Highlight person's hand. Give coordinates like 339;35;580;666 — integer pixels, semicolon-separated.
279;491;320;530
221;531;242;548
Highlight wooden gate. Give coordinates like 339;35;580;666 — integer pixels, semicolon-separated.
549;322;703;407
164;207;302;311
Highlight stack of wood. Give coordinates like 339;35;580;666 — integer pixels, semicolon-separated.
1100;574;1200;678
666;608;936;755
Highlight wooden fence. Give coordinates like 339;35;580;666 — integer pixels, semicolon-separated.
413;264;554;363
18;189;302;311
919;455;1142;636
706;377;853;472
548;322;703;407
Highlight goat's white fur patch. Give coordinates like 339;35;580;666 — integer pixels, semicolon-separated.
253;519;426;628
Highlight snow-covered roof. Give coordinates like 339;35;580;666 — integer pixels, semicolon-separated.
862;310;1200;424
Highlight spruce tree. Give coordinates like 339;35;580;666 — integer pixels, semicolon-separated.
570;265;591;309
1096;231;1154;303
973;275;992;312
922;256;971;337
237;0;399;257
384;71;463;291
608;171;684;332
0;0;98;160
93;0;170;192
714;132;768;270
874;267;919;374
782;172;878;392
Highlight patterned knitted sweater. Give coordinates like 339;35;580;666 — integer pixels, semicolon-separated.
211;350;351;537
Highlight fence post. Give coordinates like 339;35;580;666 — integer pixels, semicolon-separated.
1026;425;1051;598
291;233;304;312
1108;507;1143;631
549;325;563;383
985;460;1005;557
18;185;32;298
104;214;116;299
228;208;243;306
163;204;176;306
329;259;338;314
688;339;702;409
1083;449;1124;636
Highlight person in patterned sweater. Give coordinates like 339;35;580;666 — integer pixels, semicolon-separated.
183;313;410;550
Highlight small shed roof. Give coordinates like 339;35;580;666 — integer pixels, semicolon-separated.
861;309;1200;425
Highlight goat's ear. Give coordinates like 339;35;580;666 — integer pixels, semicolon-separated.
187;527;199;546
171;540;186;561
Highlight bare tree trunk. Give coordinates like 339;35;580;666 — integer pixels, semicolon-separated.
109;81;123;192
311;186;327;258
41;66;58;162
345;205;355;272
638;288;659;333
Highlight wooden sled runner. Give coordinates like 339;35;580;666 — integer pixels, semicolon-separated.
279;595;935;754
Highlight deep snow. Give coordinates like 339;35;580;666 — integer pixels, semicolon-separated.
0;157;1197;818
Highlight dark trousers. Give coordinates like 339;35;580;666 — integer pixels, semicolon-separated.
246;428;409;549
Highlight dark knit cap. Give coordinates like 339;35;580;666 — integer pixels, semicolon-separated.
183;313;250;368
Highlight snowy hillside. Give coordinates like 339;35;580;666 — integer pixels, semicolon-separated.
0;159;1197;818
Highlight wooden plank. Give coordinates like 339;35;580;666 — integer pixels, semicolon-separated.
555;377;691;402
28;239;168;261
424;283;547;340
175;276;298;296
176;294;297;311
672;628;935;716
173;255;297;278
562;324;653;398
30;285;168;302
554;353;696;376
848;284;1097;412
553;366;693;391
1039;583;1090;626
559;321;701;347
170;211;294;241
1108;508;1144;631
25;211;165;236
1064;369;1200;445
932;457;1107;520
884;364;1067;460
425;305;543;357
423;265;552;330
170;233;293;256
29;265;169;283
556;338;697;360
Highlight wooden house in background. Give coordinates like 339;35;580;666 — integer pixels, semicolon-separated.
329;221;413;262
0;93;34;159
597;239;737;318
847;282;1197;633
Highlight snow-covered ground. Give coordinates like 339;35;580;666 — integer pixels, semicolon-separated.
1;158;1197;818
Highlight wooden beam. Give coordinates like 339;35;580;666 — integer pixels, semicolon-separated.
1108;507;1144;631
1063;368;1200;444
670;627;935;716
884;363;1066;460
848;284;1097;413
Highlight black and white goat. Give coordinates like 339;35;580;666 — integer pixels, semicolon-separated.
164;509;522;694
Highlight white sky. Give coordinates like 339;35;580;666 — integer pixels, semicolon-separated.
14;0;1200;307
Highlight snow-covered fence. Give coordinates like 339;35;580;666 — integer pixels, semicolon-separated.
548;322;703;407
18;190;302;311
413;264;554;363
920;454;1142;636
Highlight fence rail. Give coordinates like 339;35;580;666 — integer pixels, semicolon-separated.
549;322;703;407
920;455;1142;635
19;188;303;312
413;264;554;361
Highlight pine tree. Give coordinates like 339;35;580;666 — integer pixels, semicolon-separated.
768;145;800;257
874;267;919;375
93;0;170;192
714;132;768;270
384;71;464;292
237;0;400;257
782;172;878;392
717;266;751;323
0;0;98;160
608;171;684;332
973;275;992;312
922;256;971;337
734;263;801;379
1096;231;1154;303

• WHAT TO DO: All that is wanted is the line with "Highlight snow-covered fence." and every later line in the entries, reproduced exactly.

• WORKED SOLUTION:
Highlight snow-covered fence. Give coordinates like 339;35;580;666 — integer pixels, semicolon-separated.
548;322;703;407
18;190;302;311
413;264;554;363
920;454;1142;636
Highlight fence rail. Give coordinates like 339;35;580;666 — integer pixels, semicolon-separated.
549;322;703;407
920;455;1142;635
19;188;303;312
413;264;554;361
Highlight pine tree. Give coordinates like 339;35;580;666 — integer pixels, semicolon-separated.
768;145;800;257
874;267;919;375
93;0;170;192
714;132;768;270
384;71;464;292
237;0;400;257
782;172;878;392
717;266;751;323
0;0;98;160
608;171;684;332
973;275;992;312
922;256;971;337
734;263;801;379
1096;231;1154;303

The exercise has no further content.